= What you have to do =
In full and unaltered, output the records below.

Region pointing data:
---+---

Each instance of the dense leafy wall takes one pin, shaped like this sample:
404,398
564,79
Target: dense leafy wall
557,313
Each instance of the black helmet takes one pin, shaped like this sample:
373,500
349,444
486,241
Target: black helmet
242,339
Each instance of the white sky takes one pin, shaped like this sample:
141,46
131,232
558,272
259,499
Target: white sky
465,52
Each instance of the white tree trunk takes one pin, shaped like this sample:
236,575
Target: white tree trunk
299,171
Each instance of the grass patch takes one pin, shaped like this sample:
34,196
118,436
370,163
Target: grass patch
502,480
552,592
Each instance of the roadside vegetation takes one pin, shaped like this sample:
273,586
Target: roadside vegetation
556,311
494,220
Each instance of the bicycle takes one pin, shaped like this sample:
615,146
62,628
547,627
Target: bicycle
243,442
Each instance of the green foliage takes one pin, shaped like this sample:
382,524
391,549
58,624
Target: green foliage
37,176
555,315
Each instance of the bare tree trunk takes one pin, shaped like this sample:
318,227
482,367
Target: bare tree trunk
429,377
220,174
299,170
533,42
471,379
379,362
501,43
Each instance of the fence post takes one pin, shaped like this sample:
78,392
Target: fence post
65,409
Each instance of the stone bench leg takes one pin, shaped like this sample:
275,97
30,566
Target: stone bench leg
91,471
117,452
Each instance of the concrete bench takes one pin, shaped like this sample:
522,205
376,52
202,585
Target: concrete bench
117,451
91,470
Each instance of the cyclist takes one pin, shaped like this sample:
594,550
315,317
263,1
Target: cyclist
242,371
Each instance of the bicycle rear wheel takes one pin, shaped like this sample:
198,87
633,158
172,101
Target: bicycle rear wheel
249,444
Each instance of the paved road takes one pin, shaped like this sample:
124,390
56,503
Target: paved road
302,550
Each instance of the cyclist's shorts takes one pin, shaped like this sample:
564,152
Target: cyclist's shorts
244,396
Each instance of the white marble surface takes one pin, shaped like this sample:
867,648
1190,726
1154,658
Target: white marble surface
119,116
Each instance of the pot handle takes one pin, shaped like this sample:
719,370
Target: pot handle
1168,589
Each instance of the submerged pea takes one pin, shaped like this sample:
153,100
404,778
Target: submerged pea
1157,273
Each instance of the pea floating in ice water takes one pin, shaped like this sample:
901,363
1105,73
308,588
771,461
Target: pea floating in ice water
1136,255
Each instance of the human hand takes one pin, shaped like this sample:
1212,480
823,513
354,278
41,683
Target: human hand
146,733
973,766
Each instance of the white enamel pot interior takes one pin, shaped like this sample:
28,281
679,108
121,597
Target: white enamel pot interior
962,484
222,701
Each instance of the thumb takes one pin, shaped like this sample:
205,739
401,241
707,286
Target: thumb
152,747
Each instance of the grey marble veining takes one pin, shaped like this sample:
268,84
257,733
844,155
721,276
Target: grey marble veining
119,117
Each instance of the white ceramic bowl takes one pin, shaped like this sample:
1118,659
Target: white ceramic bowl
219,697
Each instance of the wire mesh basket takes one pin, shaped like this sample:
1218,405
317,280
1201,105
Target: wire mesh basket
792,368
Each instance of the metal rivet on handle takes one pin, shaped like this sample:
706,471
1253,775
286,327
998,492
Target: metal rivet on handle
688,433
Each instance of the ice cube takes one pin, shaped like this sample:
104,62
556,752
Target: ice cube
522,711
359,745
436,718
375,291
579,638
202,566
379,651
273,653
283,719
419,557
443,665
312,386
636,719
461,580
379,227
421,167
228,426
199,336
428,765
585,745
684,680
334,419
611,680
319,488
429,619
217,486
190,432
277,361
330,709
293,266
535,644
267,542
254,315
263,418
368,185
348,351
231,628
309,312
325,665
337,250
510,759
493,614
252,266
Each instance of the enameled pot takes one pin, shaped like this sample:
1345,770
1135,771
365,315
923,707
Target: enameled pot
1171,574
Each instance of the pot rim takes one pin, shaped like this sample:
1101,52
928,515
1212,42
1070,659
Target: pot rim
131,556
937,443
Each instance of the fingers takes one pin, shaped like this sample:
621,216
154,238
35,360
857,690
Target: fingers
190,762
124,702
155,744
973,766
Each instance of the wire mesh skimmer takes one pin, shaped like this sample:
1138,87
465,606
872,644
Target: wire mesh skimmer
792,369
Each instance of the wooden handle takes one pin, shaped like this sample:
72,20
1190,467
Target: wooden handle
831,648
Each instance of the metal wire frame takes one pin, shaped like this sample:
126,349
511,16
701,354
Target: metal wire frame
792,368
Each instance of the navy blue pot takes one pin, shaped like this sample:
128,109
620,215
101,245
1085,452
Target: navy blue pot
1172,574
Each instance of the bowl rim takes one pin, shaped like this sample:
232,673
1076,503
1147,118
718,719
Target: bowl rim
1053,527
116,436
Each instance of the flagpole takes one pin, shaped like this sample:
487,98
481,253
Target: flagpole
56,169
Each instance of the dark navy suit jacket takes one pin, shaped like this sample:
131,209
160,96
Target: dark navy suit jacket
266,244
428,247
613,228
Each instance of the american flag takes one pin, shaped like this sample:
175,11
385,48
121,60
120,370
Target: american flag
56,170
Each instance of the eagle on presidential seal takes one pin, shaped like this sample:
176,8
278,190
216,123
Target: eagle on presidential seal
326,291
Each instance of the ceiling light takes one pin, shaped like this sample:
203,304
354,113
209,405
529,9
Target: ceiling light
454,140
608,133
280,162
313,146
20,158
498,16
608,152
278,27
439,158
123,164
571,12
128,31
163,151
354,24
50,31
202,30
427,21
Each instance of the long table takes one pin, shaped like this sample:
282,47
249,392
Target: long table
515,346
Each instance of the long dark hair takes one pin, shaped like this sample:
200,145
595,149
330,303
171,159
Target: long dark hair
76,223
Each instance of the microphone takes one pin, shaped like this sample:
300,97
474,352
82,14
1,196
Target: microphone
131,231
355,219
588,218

---+---

= Result of the task =
Each instance of the dense leafy wall takes one pin, shaped like this sample:
404,398
564,79
Target: dense leafy wall
557,313
Each instance of the black helmet takes one pin, shaped like this sample:
373,500
349,444
486,241
Target: black helmet
242,339
Each instance of the white sky takes one pin, shaped like this sample:
141,46
131,232
558,272
259,499
Target: white sky
465,52
Each instance of the white tree trunk takes one pin, shaped like this sample:
236,575
Target: white tree trunk
299,171
Each instance of the grass patch takes one pin, shaped like this sample:
34,196
118,436
370,163
Target: grass patch
502,480
552,592
Each instance of the roadside vegetation takes one pin, shaped like this sample:
273,586
Target: roadside vegetation
556,311
494,220
Each instance of the bicycle takes one pin, shaped like this sample:
615,146
62,628
547,627
Target: bicycle
243,442
Each instance of the green foliage takes one pin, shaped like this sample:
382,524
391,549
58,624
Target: green foliage
37,176
555,315
Each instance of the bare tree trunk takes one pin, shaped like this sample:
318,227
482,367
Target: bare tree trunk
429,377
220,174
299,170
533,42
471,379
379,362
501,43
Each instance of the fence post takes one pin, shaped like this sample:
78,392
Target: fence post
65,409
Each instance of the stone bench leg takes one pin, shaped like this sample:
275,97
30,566
Target: stone bench leg
91,471
117,452
Each instance of the concrete bench takes one pin, shaped like this sample:
522,205
376,52
202,585
Target: concrete bench
117,451
91,470
Each instance of the cyclist takes one pin, shaped like this sample:
594,550
315,317
263,1
Target: cyclist
242,371
Each instance of the bicycle rear wheel takes one pin, shaped like this sample:
198,87
633,158
172,101
Target: bicycle rear wheel
249,444
Each instance of the paved road takes one pin, shaped like this sample:
124,390
56,503
Target: paved road
302,550
Each instance of the cyclist's shorts takes one pin, shaped like this sample:
564,152
Target: cyclist's shorts
244,396
Each instance of the white marble surface takes one pin, shaped like this sample:
867,648
1190,726
1154,658
Target: white marble surface
119,116
Each instance of the pot handle takes one pin, shaped like this sample:
719,370
Target: pot handle
1168,589
Each instance of the submerged pea takes one pin, shaped like this sample:
153,100
404,778
Target: submerged pea
1157,273
Each instance of the pea floating in ice water takes one pin, shaped like this sample:
901,363
1105,73
308,588
771,461
Target: pea floating in ice water
1136,255
Each instance of the human hand takes one pin, shaped like this sample:
1212,480
823,513
354,278
41,683
Target: human hand
146,733
973,766
Each instance of the white enamel pot interior takes one pin, shaped like this sample:
28,281
679,108
121,597
Target: white enamel pot interior
962,484
222,701
Each instance of the thumb takes one pin, shaped like this sample:
205,739
401,241
707,286
Target: thumb
152,747
Each instance of the grey marble veining takes one pin, shaped like this sample:
268,84
257,733
844,155
721,276
Target: grey marble veining
119,117
Each instance of the white ceramic bowl takes one pin, shaped like this sample:
1118,659
Target: white ceramic bowl
219,697
Each instance of the wire mesh basket takes one pin, shaped like this sample:
1218,405
317,280
1201,105
Target: wire mesh basket
792,368
Each instance of the metal rivet on handle takes one pin, shaped like this sample:
706,471
1253,775
286,327
998,492
Target: metal rivet on handle
688,433
Each instance of the ice cube takes one pin, shaped like this sample:
104,62
556,752
Target: ice cube
522,711
359,745
436,718
375,291
579,638
202,566
379,651
273,653
283,719
419,557
443,665
312,386
636,719
461,580
379,227
421,167
228,426
199,336
428,765
585,745
684,680
334,419
611,680
319,488
429,619
217,486
190,432
277,361
330,709
293,266
535,644
267,542
254,315
263,418
368,185
348,351
231,628
309,312
325,665
337,250
510,759
493,614
252,266
Each instance of the enameled pot takes one pin, shaped like this sample:
1345,770
1135,771
365,315
923,707
Target: enameled pot
1171,574
Each instance of the pot rim takes one pin, shaped like this sample:
1101,52
928,515
1212,42
1070,659
Target: pot rim
131,556
937,443
Each instance of the fingers takes one pin, shaped like this sample:
621,216
154,238
35,360
857,690
Target: fingers
190,762
124,702
155,744
973,766
Each instance of the wire mesh skimmer takes one pin, shaped like this sample:
1138,87
465,606
872,644
Target: wire mesh skimmer
792,369
Each instance of the wooden handle takes one pin, shaped like this sample:
72,20
1190,467
Target: wooden handle
831,648
Each instance of the metal wire frame takes one pin, shaped like this sample:
126,349
511,16
701,354
Target: metal wire frame
792,368
Each instance of the navy blue pot takes one pin, shaped like this sample:
128,109
620,215
101,245
1085,452
Target: navy blue pot
1172,574
Each instance of the bowl rim takes one pin, shaped like this sample:
232,673
1076,503
1147,118
718,719
Target: bowl rim
1053,527
116,436
Each instance of the flagpole takes one pin, shaped like this sample:
487,98
481,253
Target: flagpole
56,169
Each instance of the dark navy suit jacket takes one pin, shaped like this sample:
131,209
160,96
Target: dark navy suit jacket
266,244
428,247
613,228
Each instance of the american flag takes one pin, shaped like this sample:
175,11
385,48
121,60
120,370
Target: american flag
56,170
Each instance of the eagle on presidential seal takes one pin, shaped like this sample:
176,8
278,190
216,123
Target: eagle on presidential seal
326,291
Each instance of the ceiling light takes one pin, shaped like this sample:
203,304
354,113
209,405
529,9
Target: ceiling light
454,140
608,133
280,162
313,146
20,158
498,16
608,152
278,27
439,158
123,164
571,12
128,31
163,151
354,24
50,31
202,30
427,21
Each instance of the long table takes one pin, shaped like this sample:
282,47
249,392
Target: long table
515,346
Each instance of the long dark hair takes one pin, shaped like this sample:
200,145
595,149
330,303
171,159
Target: long dark hair
76,223
Each instance of the microphone takes one pin, shaped like this sample:
300,97
474,352
82,14
1,196
Target: microphone
131,231
355,219
588,218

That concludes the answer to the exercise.